Restate each record word for word, from the first to the last.

**** Task inputs ****

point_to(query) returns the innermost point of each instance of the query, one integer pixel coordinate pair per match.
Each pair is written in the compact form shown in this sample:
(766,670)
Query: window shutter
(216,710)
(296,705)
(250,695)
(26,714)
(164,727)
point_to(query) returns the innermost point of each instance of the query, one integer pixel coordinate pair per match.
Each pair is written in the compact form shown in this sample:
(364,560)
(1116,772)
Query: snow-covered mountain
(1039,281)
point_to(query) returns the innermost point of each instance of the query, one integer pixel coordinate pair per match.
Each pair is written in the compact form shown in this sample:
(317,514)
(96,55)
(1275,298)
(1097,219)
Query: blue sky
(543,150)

****

__Written response__
point_to(query) returns the innermost point of each instance of the query, one integer pixel coordinate pair per match.
Each pair is written in the compact form shown in this sample:
(766,670)
Query: window shutter
(216,710)
(296,705)
(250,695)
(26,714)
(164,727)
point_to(query) returns the innermost point of each instance of the query, one integer pixel coordinate pair per match.
Each pair is written in the compact form shown in this sample:
(364,560)
(1116,772)
Query: snow-covered mountain
(1039,281)
point_to(query) returns the innermost point of each instance of the query, one integer pixel coordinate pair per match.
Each pair is written in the compact form shown in this sample:
(317,514)
(96,55)
(1275,298)
(1097,219)
Query: blue sky
(543,150)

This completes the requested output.